EXTRAIT CHOISI:
_____

Accéder directement au contenu

Politiques publiques : vers une évaluation bien trop aléatoire

Politiques publiques : vers une évaluation bien trop aléatoire

22 juin 2018

Un colloque à l’Assemblée nationale, qui ne respecte ni la diversité politique ni la pluralité scientifique, pourrait encourager la mise en place d’une méthode « randomisée » qui a déjà montré ses limites.

Tribune publiée dans Libération, le 20 juin 2018

L’après-midi du 28 juin, l’Assemblée nationale accueillera le Printemps de l’évaluation, un colloque consacré à « l’évaluation des politiques publiques ». Il répond à la volonté des parlementaires de s’informer afin de remplir au mieux la mission d’évaluation qui leur est confiée par l’article 24 de la Constitution. Au-delà, cette rencontre peut préfigurer la mise en place en France d’une unité d’évaluation comparable aux Nudge Units mises en place au Royaume-Uni en 2010 et aux Etats-Unis en 2013. Si cette initiative des parlementaires est louable, elle pose cependant question, à plusieurs titres.

PUBLICITÉ

inRead invented by Teads
Le premier concerne l’absence de pluralisme, tant scientifique que politique. La majorité présidentielle occupera une large place dans l’animation de la conférence du 28 juin, avec quatre députés LREM et un député Modem. L’opposition n’y apparaîtra qu’à travers un seul député LR et une députée socialiste. Il est d’usage, dans les rencontres dites « scientifiques », qu’une diversité de points de vue de chercheurs spécialistes d’un domaine s’exprime. La connaissance progresse par confrontation de points de vue. Dans une réunion de ce type, généralement, chaque présentation est suivie d’une analyse critique par un discutant. Le but n’est pas d’aboutir à un consensus mais de saisir les limites liées aux hypothèses mobilisées et modes de traitement et d’extraction des données. Mais cette pluralité scientifique sera peu représentée parmi les universitaires qui interviendront lors de ce Printemps de l’évaluation. Dans cette journée, point d’exposés contradictoires signalant les avantages mais aussi les limites des propositions qui seront faites.

_____

OBJECTIF 1: Recopiez le passage de l'extrait sur l'évaluation des politiques publiques, depuis « 22 juin 2018 » jusqu'à « à plusieurs titres. » inclus.
Les enregistrements n'ont aucun lien avec l'extrait.

_____

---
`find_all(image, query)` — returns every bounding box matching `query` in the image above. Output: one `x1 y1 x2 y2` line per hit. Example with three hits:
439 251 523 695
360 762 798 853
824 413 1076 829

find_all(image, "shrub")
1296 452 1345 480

_____

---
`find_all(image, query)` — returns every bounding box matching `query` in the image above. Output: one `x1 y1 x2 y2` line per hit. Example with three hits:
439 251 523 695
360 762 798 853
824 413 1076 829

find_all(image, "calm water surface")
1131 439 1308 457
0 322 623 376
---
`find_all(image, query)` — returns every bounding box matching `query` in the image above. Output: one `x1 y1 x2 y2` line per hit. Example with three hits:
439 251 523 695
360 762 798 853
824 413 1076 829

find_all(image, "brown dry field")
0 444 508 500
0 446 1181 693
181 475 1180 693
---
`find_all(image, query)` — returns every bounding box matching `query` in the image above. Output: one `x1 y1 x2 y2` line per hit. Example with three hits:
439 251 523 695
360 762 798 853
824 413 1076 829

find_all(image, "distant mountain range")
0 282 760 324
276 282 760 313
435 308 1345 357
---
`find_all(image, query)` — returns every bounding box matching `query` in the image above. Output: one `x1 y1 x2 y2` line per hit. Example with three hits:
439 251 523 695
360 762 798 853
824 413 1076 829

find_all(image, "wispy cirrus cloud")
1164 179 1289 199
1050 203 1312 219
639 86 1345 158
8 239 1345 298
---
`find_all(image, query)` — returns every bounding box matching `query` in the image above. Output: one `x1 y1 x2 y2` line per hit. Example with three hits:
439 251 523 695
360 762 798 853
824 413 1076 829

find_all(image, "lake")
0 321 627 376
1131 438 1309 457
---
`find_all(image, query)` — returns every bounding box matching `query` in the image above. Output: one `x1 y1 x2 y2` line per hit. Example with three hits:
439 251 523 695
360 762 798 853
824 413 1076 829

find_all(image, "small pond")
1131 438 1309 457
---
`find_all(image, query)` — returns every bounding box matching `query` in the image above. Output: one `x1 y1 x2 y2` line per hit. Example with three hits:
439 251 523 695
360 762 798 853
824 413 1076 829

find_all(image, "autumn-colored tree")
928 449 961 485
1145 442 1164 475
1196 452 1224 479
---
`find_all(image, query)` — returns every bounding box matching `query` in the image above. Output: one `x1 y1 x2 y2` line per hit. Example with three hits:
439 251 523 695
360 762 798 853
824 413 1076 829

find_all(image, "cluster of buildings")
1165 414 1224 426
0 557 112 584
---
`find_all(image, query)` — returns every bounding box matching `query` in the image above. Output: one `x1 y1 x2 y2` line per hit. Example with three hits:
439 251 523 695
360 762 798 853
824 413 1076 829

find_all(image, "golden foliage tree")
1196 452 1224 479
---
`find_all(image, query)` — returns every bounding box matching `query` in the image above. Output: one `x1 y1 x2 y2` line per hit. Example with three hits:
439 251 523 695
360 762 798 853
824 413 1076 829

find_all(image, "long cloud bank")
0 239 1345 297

_____

OBJECTIF 2: Extrayez des enregistrements chaque ligne qui contient la chaîne « cloud ».

CORRIGÉ DE L'EXERCICE 1:
22 juin 2018

Un colloque à l’Assemblée nationale, qui ne respecte ni la diversité politique ni la pluralité scientifique, pourrait encourager la mise en place d’une méthode « randomisée » qui a déjà montré ses limites.

Tribune publiée dans Libération, le 20 juin 2018

L’après-midi du 28 juin, l’Assemblée nationale accueillera le Printemps de l’évaluation, un colloque consacré à « l’évaluation des politiques publiques ». Il répond à la volonté des parlementaires de s’informer afin de remplir au mieux la mission d’évaluation qui leur est confiée par l’article 24 de la Constitution. Au-delà, cette rencontre peut préfigurer la mise en place en France d’une unité d’évaluation comparable aux Nudge Units mises en place au Royaume-Uni en 2010 et aux Etats-Unis en 2013. Si cette initiative des parlementaires est louable, elle pose cependant question, à plusieurs titres.

CORRIGÉ DE L'EXERCICE 2:
find_all(image, "wispy cirrus cloud")
find_all(image, "long cloud bank")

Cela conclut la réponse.